:: Task brief ::
Summarize the passage on sexual violence in the Tigray War in two sentences.

:: Text excerpt ::
::::

On 25 March 2021, British parliamentarian Helen Hayes stated that 10,000 women had been raped in the Tigray War.

By mid-April 2021, Dr Fasika Amdeselassie, the top public health official in the Transitional Government of Tigray, stated that at least 829 cases of sexual assault had been reported at five active hospitals since the conflict in Tigray began and that the reported cases were likely to be "the tip of the iceberg".

In July 2021, the United Nations Population Fund (UNFPA) estimated that 26,000 women in the 15–49 years age range would need services for sexual and gender based violence in the Tigray War. Support services provided as of mid-June 2021 included the training of 13000 girls and young women and 34 social workers in "psychosocial support and gender-based violence referral pathways", financial support for 30 survivors, providing a mapping tool of mental health and psychosocial support services and training health care providers in psychosocial first aid.

::::

:: Material provided ::
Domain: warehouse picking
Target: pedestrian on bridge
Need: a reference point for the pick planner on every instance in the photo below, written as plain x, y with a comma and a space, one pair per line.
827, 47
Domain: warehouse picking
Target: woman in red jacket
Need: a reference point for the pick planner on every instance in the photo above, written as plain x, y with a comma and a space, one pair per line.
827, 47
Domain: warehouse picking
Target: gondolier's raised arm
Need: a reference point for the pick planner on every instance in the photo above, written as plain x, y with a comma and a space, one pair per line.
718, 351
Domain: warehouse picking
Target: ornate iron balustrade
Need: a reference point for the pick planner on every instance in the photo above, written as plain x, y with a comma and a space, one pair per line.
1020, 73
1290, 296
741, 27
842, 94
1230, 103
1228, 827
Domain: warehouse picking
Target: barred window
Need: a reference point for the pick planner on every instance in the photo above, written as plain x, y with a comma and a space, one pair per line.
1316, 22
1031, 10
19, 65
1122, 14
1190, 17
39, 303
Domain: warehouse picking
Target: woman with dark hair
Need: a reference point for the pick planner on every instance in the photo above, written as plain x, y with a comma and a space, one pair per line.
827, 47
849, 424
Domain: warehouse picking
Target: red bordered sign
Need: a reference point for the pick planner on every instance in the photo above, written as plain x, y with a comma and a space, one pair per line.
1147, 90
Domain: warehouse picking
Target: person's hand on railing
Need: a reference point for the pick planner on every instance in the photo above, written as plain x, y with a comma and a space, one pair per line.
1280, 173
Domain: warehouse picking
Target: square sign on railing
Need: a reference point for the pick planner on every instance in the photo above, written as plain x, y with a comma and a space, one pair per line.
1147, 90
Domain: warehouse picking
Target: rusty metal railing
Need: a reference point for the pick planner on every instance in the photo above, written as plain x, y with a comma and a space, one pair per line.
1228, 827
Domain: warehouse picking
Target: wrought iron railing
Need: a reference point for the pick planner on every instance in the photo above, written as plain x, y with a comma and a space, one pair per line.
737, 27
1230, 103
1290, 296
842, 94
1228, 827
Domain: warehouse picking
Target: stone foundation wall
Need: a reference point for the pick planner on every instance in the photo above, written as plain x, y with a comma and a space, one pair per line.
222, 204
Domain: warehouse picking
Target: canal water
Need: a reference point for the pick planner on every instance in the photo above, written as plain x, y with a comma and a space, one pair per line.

::::

:: Answer space ::
Reports on sexual violence in the Tigray War included a British parliamentarian's March 2021 statement that 10,000 women had been raped and a Tigray health official's mid-April 2021 report of at least 829 sexual assault cases at five active hospitals, likely "the tip of the iceberg." In July 2021 the UNFPA estimated that 26,000 women aged 15–49 would need services for sexual and gender-based violence, and the support provided by mid-June 2021 included training, financial support for 30 survivors, a mapping tool for mental health and psychosocial support services, and psychosocial first aid training for health care providers.